Leaving the pictures aside, restate all of the data exactly.
[Data supplied Boundary: Start]
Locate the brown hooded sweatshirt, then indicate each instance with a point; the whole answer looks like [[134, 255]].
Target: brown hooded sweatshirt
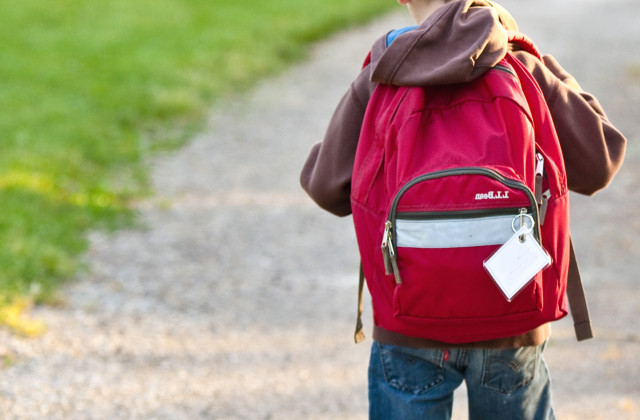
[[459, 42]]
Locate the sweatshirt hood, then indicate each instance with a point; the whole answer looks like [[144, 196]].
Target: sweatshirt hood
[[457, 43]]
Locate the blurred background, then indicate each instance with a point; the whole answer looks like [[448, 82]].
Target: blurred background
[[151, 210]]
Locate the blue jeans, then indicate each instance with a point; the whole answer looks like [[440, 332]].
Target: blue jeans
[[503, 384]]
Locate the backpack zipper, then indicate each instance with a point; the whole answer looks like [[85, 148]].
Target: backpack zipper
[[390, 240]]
[Data supplied Boundary: End]
Written answer
Locate the brown hooded sweatshirt, then indicate each instance with a point; the whole answer looks like [[134, 255]].
Target: brown hooded sweatshirt
[[459, 42]]
Locate the sweatshirt hood, then indicate each instance with a point; the whole answer looks like [[144, 196]].
Target: sweatshirt hood
[[457, 43]]
Locate the blurred background, then indicate each instance with a point; the whole answer looks like [[448, 82]].
Target: blurred background
[[151, 210]]
Locate the blue jeans, then indicate each instance with a point; the whole answer looks like [[440, 332]].
Target: blue jeans
[[503, 384]]
Locate the backpack zipper, then indicate each instance with a point; the whole answer looks like [[85, 148]].
Target: backpack zipper
[[390, 240]]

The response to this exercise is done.